## Exercise goal
Determine how many lines in the items below contain the word "green". Report only that number.

..............................

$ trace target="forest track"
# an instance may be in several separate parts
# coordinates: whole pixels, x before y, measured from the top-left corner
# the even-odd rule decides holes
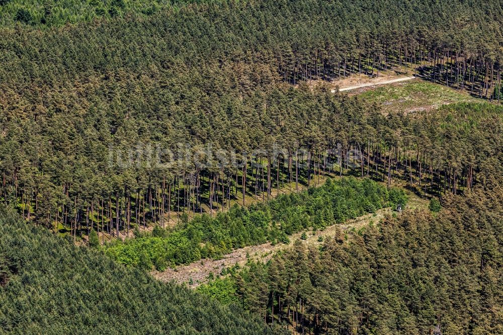
[[[362,89],[366,87],[369,87],[371,86],[377,86],[377,85],[384,85],[386,84],[391,84],[395,83],[395,82],[400,82],[400,81],[405,81],[406,80],[410,80],[415,79],[417,77],[415,76],[406,76],[405,77],[401,77],[400,78],[397,78],[396,79],[393,79],[391,80],[387,80],[383,81],[375,81],[373,82],[369,82],[364,84],[361,84],[360,85],[356,85],[355,86],[350,86],[349,87],[344,87],[339,89],[339,92],[343,92],[346,91],[353,91],[354,90],[358,90],[358,89]],[[336,90],[332,90],[332,93],[335,93]]]

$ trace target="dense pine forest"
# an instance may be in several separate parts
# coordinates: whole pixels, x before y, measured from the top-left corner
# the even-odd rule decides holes
[[[259,319],[130,271],[2,210],[0,333],[264,334]]]
[[[499,0],[0,0],[0,334],[501,333],[502,27]],[[478,102],[334,84],[392,70]],[[147,273],[266,243],[197,292]]]
[[[7,17],[19,4],[2,6]],[[409,127],[413,118],[395,124],[402,116],[381,117],[302,80],[422,63],[432,80],[498,99],[498,2],[175,8],[2,29],[2,198],[26,220],[75,237],[92,229],[124,236],[132,227],[165,225],[173,211],[213,212],[228,207],[226,199],[269,195],[285,181],[310,184],[331,162],[347,161],[348,149],[376,175],[408,164],[417,170],[408,173],[413,182],[425,173],[447,180],[434,192],[471,187],[480,172],[476,158],[453,166],[449,158],[459,155],[444,152],[443,142],[434,146],[432,125]],[[75,21],[67,15],[63,22]],[[466,23],[469,29],[458,29]],[[395,127],[403,130],[388,130]],[[241,166],[216,158],[199,166],[184,155],[171,164],[145,159],[179,143],[192,152],[237,152]],[[144,154],[133,152],[134,163],[110,163],[139,147]],[[300,149],[307,163],[299,167]]]

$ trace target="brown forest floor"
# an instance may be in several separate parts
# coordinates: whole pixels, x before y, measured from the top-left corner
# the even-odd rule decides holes
[[[414,210],[427,207],[428,201],[427,199],[420,198],[412,193],[409,195],[409,203],[405,210]],[[278,243],[273,245],[270,243],[267,243],[259,245],[246,246],[234,250],[231,253],[225,255],[222,259],[203,260],[189,265],[180,266],[174,269],[169,268],[162,272],[154,271],[152,275],[157,279],[163,281],[174,280],[180,283],[187,283],[187,285],[192,278],[193,284],[189,286],[195,288],[201,284],[207,283],[208,280],[207,277],[210,273],[217,275],[224,268],[232,267],[236,264],[242,267],[248,261],[248,258],[254,261],[267,262],[275,253],[288,247],[295,240],[300,239],[300,236],[303,232],[306,232],[307,234],[307,239],[303,241],[304,243],[310,245],[319,245],[322,243],[318,240],[319,236],[323,238],[333,237],[338,234],[341,229],[359,229],[371,222],[377,223],[385,216],[391,215],[392,213],[392,211],[390,208],[381,209],[375,214],[367,214],[343,224],[329,226],[322,231],[318,230],[314,234],[311,230],[294,234],[289,236],[290,243],[288,244]]]

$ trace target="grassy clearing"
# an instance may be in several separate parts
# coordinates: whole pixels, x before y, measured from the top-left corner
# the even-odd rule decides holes
[[[355,93],[370,103],[382,105],[385,112],[409,113],[454,103],[483,102],[467,92],[418,79],[362,91]]]

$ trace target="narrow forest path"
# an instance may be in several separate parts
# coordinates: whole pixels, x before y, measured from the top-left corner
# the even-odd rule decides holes
[[[400,78],[397,78],[396,79],[393,79],[391,80],[385,80],[383,81],[379,81],[378,79],[371,82],[367,82],[366,83],[361,84],[359,85],[356,85],[355,86],[350,86],[348,87],[340,88],[339,89],[340,92],[343,92],[346,91],[352,91],[353,90],[357,90],[358,89],[362,89],[365,87],[369,87],[370,86],[376,86],[377,85],[384,85],[386,84],[394,83],[395,82],[399,82],[400,81],[404,81],[405,80],[410,80],[413,79],[415,79],[416,77],[415,76],[409,76],[407,75],[404,77],[401,77]],[[335,93],[335,89],[332,90],[332,93]]]
[[[417,208],[425,208],[428,206],[428,201],[414,195],[409,195],[410,199],[406,210],[413,210]],[[259,245],[250,245],[244,248],[236,249],[230,254],[224,256],[220,260],[203,260],[188,265],[181,265],[175,269],[169,268],[162,272],[154,271],[152,275],[159,280],[169,282],[171,280],[179,283],[188,283],[192,279],[193,284],[190,287],[195,288],[201,284],[207,282],[207,277],[210,273],[216,275],[220,274],[224,268],[230,268],[236,264],[242,267],[247,262],[248,258],[253,261],[267,262],[275,252],[292,245],[294,242],[300,239],[302,233],[306,232],[307,238],[303,242],[311,245],[319,245],[323,243],[319,240],[325,238],[333,237],[342,231],[349,229],[358,229],[372,222],[377,223],[386,215],[391,215],[391,208],[384,208],[377,211],[375,214],[368,214],[356,219],[349,220],[344,223],[334,224],[318,230],[313,234],[311,230],[302,231],[289,236],[289,244],[278,243],[272,245],[266,243]]]

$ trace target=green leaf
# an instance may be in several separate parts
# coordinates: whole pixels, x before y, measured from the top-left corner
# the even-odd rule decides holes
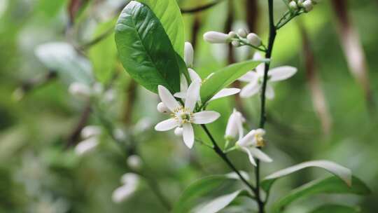
[[[174,50],[183,57],[184,23],[176,0],[137,0],[148,6],[162,23]]]
[[[351,184],[351,172],[349,169],[328,160],[312,160],[304,162],[268,175],[262,181],[261,187],[264,191],[269,191],[276,179],[310,167],[324,169],[340,178],[348,186]]]
[[[136,82],[154,92],[158,85],[179,91],[176,52],[147,6],[133,1],[123,9],[115,26],[115,43],[123,67]]]
[[[206,104],[214,95],[244,74],[255,69],[262,61],[248,60],[225,67],[216,71],[201,87],[201,100]]]
[[[358,207],[349,207],[337,204],[327,204],[317,207],[310,213],[358,213]]]
[[[55,42],[38,46],[35,53],[49,69],[57,71],[69,83],[78,81],[86,84],[93,82],[90,62],[79,55],[67,43]]]
[[[220,203],[221,201],[229,201],[234,195],[240,193],[240,191],[236,193],[233,191],[233,186],[239,182],[239,180],[235,178],[234,175],[232,174],[212,175],[200,179],[190,184],[178,198],[178,200],[176,202],[172,212],[183,213],[195,210],[199,203],[203,202],[204,198],[214,193],[218,193],[217,198],[220,200],[216,201],[215,204],[211,204],[210,202],[208,203],[209,205],[207,207],[205,205],[204,207],[209,207],[211,209],[212,209],[213,207],[214,209],[216,207],[220,207],[221,206]],[[231,192],[232,193],[230,194]],[[233,194],[234,193],[235,194]],[[223,195],[226,196],[223,197]],[[213,197],[211,196],[211,198]],[[209,199],[206,200],[209,200]]]
[[[109,29],[115,25],[116,20],[102,23],[96,29],[94,38],[106,34]],[[114,34],[106,35],[100,42],[89,49],[89,58],[93,64],[96,78],[100,82],[110,80],[117,62],[117,47],[114,43]]]
[[[370,193],[368,186],[356,177],[352,177],[352,185],[348,186],[340,178],[331,177],[320,180],[315,180],[292,190],[285,196],[274,202],[273,212],[281,212],[291,202],[320,193],[351,193],[367,195]]]
[[[218,197],[209,202],[206,202],[204,205],[197,208],[194,212],[196,213],[216,213],[226,207],[231,203],[236,198],[237,198],[242,190],[238,190],[232,193],[224,195]]]

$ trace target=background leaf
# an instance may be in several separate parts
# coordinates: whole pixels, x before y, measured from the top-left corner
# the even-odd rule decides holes
[[[158,85],[179,90],[176,52],[148,6],[134,1],[127,4],[115,27],[115,43],[123,67],[139,83],[154,92]]]
[[[370,193],[368,186],[356,177],[352,177],[352,185],[348,186],[340,179],[331,177],[315,180],[292,190],[273,205],[274,212],[281,212],[291,202],[310,195],[319,193],[352,193],[367,195]]]
[[[220,90],[227,87],[247,71],[255,69],[261,62],[262,61],[245,61],[229,65],[214,72],[201,87],[202,103],[206,103]]]
[[[277,179],[309,167],[323,168],[337,176],[348,186],[351,185],[351,172],[349,169],[329,160],[312,160],[304,162],[268,175],[262,181],[261,187],[264,191],[269,191],[272,185]]]

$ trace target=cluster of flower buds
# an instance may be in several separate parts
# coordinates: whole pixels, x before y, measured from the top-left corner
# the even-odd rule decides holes
[[[231,43],[235,47],[243,45],[251,45],[254,47],[260,46],[261,39],[254,34],[248,33],[244,29],[239,29],[237,32],[231,31],[228,34],[210,31],[204,34],[204,39],[209,43]]]
[[[289,2],[288,6],[293,11],[303,8],[305,12],[308,13],[314,8],[314,5],[319,1],[320,0],[293,0]]]

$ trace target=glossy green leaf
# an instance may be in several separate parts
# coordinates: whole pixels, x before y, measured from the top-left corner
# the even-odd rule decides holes
[[[218,197],[209,202],[202,205],[200,207],[197,208],[194,212],[195,213],[216,213],[229,205],[236,198],[237,198],[241,193],[241,190],[238,190],[232,193],[224,195]]]
[[[184,23],[176,0],[137,0],[148,6],[162,23],[175,51],[183,57]]]
[[[106,82],[111,78],[117,62],[117,47],[114,42],[114,34],[107,34],[109,29],[114,27],[115,20],[100,24],[94,34],[94,38],[106,35],[105,39],[89,49],[89,57],[93,64],[96,78]]]
[[[206,103],[214,95],[230,85],[244,74],[255,69],[262,61],[248,60],[232,64],[214,73],[202,83],[201,100]]]
[[[78,81],[90,84],[93,82],[90,62],[69,43],[44,43],[36,48],[35,53],[48,69],[58,72],[69,83]]]
[[[358,213],[358,207],[349,207],[337,204],[324,205],[311,211],[309,213]]]
[[[370,193],[368,186],[356,177],[352,177],[352,185],[348,186],[337,177],[315,180],[292,190],[285,196],[276,201],[272,207],[273,212],[281,212],[293,202],[310,195],[320,193],[340,193],[367,195]]]
[[[154,92],[158,85],[179,91],[176,52],[147,6],[132,1],[123,9],[115,27],[115,43],[123,67],[136,82]]]
[[[209,208],[210,209],[220,207],[222,206],[220,202],[225,200],[225,202],[223,202],[224,205],[227,201],[231,202],[230,200],[233,200],[231,199],[233,196],[237,196],[237,195],[240,193],[240,191],[236,193],[234,191],[233,192],[231,191],[234,188],[233,186],[234,186],[239,181],[235,178],[234,175],[212,175],[200,179],[190,184],[184,191],[176,202],[173,212],[183,213],[195,211],[199,203],[204,202],[204,198],[206,198],[209,194],[216,192],[218,193],[216,198],[220,200],[215,201],[215,204],[211,204],[210,201],[208,202],[209,205],[207,207],[205,205],[203,207]],[[235,194],[233,194],[234,193]],[[225,197],[223,197],[223,195],[225,195]],[[209,200],[209,199],[207,200]],[[200,209],[200,208],[197,210]]]
[[[276,179],[311,167],[324,169],[340,178],[347,185],[351,184],[351,172],[349,169],[329,160],[312,160],[304,162],[268,175],[262,181],[261,187],[264,191],[269,191]]]

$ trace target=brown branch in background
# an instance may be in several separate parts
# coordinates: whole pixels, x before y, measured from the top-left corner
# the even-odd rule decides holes
[[[338,24],[338,34],[342,41],[344,54],[349,69],[364,91],[370,109],[374,109],[374,100],[369,82],[366,57],[356,29],[351,22],[347,11],[347,1],[332,0],[332,8]]]
[[[56,79],[57,77],[57,72],[50,70],[47,74],[43,74],[41,76],[22,82],[21,85],[13,92],[13,98],[15,100],[19,101],[27,93],[48,84],[53,80]]]
[[[329,135],[332,128],[332,118],[328,111],[324,92],[321,88],[309,35],[300,22],[298,22],[298,27],[302,35],[306,77],[311,91],[312,103],[315,111],[321,121],[325,135]]]
[[[181,8],[181,13],[197,13],[202,11],[205,11],[205,10],[212,8],[213,6],[217,5],[218,3],[220,3],[223,1],[224,0],[216,0],[211,3],[209,3],[208,4],[205,4],[204,6],[201,6],[195,8],[189,8],[189,9]]]

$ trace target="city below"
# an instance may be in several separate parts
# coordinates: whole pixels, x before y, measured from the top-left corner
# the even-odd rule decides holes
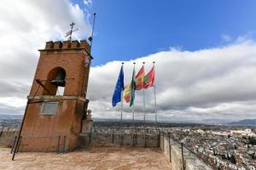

..............................

## Task solution
2